Problem to work on:
Among the entries below, only the lines starting at the one with "Target: stalactite" and ending at the one with "Target: skater's goggles", both included, are to be printed exactly.
===== Input data =====
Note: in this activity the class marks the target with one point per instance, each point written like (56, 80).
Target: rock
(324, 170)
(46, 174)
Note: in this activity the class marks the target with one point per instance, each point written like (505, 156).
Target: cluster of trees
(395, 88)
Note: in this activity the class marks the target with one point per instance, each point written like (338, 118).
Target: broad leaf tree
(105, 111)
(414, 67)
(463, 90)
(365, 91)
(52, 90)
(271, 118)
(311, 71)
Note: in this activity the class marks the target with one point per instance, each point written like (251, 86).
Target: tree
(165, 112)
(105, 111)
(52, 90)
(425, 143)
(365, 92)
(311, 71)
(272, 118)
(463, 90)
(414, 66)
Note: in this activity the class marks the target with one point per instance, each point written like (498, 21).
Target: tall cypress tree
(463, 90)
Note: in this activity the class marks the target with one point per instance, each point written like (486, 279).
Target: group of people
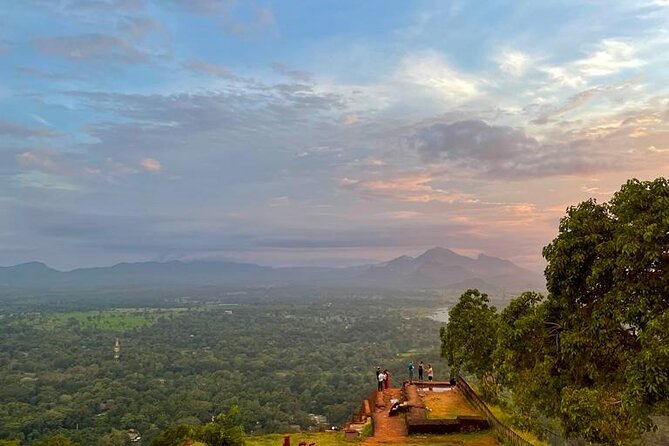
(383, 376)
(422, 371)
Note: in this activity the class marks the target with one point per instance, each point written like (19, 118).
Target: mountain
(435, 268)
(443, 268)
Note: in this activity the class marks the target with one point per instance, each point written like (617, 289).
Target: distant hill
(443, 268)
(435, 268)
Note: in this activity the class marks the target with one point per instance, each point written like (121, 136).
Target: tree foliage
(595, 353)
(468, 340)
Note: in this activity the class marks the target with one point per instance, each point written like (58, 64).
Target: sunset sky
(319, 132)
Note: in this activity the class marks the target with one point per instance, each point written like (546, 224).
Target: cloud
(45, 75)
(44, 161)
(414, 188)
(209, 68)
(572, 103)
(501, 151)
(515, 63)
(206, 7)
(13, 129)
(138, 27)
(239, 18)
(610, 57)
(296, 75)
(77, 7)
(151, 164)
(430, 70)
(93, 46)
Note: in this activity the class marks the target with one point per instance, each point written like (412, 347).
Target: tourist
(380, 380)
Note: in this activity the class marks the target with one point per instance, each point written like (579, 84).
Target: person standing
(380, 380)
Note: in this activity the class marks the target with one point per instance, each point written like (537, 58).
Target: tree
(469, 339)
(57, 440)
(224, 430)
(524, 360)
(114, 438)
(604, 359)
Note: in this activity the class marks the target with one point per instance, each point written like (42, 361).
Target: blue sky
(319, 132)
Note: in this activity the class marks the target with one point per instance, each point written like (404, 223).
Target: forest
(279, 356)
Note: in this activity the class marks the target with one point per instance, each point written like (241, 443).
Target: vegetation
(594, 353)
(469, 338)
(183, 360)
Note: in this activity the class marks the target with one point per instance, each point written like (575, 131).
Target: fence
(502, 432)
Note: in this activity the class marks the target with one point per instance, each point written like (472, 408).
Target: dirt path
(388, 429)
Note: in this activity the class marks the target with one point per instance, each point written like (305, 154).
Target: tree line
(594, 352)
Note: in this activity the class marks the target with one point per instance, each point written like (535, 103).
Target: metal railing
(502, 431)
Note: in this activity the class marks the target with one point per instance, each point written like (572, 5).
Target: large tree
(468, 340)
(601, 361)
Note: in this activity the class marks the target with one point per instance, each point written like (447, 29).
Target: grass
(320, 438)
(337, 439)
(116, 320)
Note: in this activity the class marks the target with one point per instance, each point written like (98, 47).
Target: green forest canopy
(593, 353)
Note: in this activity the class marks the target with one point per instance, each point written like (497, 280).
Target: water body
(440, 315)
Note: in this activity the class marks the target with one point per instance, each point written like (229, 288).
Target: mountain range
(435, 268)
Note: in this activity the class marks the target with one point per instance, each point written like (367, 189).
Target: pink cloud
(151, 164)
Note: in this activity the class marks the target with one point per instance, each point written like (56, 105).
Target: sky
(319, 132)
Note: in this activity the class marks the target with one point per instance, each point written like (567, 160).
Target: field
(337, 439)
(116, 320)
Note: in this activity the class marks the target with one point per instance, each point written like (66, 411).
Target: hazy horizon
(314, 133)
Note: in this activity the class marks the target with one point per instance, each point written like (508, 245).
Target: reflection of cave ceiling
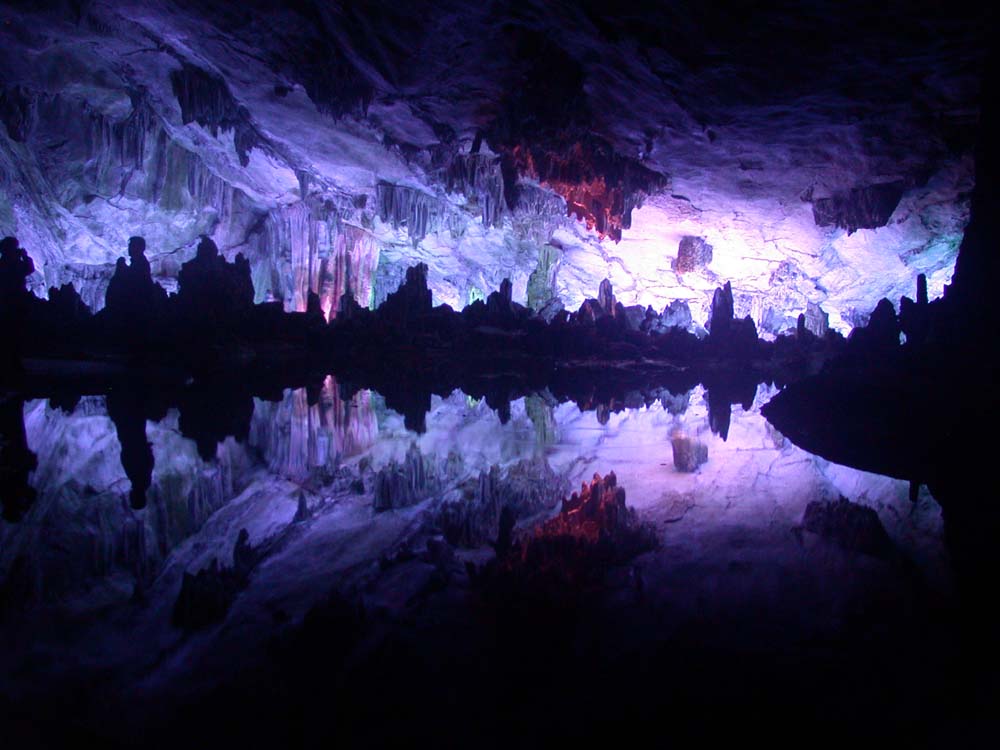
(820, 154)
=====
===== Input data =====
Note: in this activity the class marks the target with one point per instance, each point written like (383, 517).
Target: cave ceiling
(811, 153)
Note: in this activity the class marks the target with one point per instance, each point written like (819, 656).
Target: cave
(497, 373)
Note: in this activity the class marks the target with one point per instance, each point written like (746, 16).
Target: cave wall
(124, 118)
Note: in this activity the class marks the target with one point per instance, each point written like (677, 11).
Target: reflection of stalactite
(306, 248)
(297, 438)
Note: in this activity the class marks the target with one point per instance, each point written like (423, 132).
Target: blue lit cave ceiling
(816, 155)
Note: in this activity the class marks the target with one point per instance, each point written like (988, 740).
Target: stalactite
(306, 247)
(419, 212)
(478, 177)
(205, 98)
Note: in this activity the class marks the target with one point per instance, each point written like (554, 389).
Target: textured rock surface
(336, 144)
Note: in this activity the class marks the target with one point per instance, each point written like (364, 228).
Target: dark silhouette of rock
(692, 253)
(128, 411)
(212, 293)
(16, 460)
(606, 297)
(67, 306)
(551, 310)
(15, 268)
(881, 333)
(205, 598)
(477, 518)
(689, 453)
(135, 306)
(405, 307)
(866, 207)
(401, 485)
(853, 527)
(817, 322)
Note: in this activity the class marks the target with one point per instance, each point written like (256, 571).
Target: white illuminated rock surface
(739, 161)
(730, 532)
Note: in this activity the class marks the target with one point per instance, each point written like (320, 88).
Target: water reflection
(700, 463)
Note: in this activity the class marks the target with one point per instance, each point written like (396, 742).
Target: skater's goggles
=====
Your solution:
Target: stalactite
(306, 247)
(419, 212)
(478, 177)
(205, 98)
Note: in this activity the class marks the target with one point per instance, each point written like (554, 389).
Target: textured rock surface
(336, 144)
Note: in this activity the class marks the target with one point per instance, each point written like (364, 228).
Target: dark silhouette of rock
(692, 253)
(128, 411)
(212, 293)
(16, 460)
(606, 297)
(67, 306)
(551, 310)
(15, 268)
(881, 333)
(205, 598)
(477, 518)
(689, 453)
(135, 306)
(405, 307)
(866, 207)
(401, 485)
(853, 527)
(817, 322)
Note: in this activity the class marks the target with one point per instance, each point written like (256, 571).
Target: white illuminated rock surface
(739, 161)
(730, 532)
Note: in this activity the class marks the target with one point per instance, each point written like (320, 88).
Target: water reflection
(700, 463)
Note: in this activity the class marks the target with one point per instance, each point written like (396, 742).
Target: skater's goggles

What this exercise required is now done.